━━━━━ RAW RECORDS

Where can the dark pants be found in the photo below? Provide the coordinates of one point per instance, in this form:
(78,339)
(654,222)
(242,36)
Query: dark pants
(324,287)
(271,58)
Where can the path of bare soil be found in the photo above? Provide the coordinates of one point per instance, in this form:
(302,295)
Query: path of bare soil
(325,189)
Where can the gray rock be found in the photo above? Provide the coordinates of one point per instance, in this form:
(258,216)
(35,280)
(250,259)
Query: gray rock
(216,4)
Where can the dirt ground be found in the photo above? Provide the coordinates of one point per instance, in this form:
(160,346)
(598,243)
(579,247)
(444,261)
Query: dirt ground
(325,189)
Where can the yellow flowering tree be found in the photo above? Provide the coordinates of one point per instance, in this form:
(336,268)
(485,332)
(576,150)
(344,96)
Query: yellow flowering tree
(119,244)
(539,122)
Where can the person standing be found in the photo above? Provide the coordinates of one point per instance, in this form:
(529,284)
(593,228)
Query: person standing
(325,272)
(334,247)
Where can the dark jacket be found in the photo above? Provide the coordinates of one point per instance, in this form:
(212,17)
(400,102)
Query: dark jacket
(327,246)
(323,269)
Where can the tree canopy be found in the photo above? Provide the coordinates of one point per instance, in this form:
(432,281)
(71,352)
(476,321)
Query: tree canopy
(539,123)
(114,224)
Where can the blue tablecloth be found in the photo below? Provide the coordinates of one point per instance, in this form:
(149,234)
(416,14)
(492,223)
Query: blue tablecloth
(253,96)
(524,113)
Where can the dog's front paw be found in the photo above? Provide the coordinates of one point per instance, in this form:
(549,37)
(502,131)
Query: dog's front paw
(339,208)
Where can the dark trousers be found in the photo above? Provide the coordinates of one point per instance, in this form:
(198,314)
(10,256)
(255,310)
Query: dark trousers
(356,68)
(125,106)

━━━━━━━━━━

Format all of the items above as one numbered list, leaving out any blank lines.

● **COMPLETED EXERCISE**
1. Where can the dark pants be found in the photo below? Provide the coordinates of one point per instance, in this form:
2. (78,339)
3. (654,222)
4. (242,36)
5. Query: dark pants
6. (324,287)
7. (271,58)
8. Where can the path of bare soil be found in the photo above? Provide the coordinates of one point per instance, in this form:
9. (302,295)
10. Query: path of bare soil
11. (325,189)
12. Where can the gray rock be found in the photo above? Provide the coordinates of one point per instance, in this form:
13. (258,216)
14. (35,280)
15. (250,259)
16. Query: gray rock
17. (216,4)
18. Where can the dirt ground be found in the photo above? Provide the coordinates of one point per instance, in this form:
19. (160,346)
20. (598,243)
21. (579,247)
22. (444,261)
23. Query: dirt ground
24. (325,189)
25. Where can the yellow flowering tree be found in the photo above? Provide the coordinates of one point per instance, in this form:
26. (336,268)
27. (485,332)
28. (576,150)
29. (344,96)
30. Query: yellow flowering tree
31. (119,244)
32. (539,122)
33. Where can the person standing be found in the photo above? Provide the coordinates of one point per instance, in this form:
34. (529,284)
35. (593,228)
36. Query: person standing
37. (325,272)
38. (334,247)
39. Where can the dark jacket be found in the photo above? Provide the coordinates of one point per instance, in this form:
40. (212,17)
41. (400,102)
42. Query: dark jacket
43. (327,246)
44. (323,269)
45. Where can the tree canopy be found in the photo above? Provide the coordinates of one point per instance, in this form:
46. (432,281)
47. (71,352)
48. (476,321)
49. Query: tree canopy
50. (539,123)
51. (114,224)
52. Where can the blue tablecloth be found in the photo below? Provide the coordinates of one point per instance, in this form:
53. (149,234)
54. (416,14)
55. (492,223)
56. Query: blue tablecloth
57. (253,96)
58. (524,113)
59. Where can the dog's front paw be found in the photo above? Provide the coordinates of one point per instance, in this form:
60. (549,37)
61. (502,131)
62. Query: dog's front paw
63. (339,208)
64. Where can the dark trousers be found in the photo above? Provide the coordinates of one point per instance, in this form:
65. (198,314)
66. (10,256)
67. (255,310)
68. Query: dark trousers
69. (356,68)
70. (125,106)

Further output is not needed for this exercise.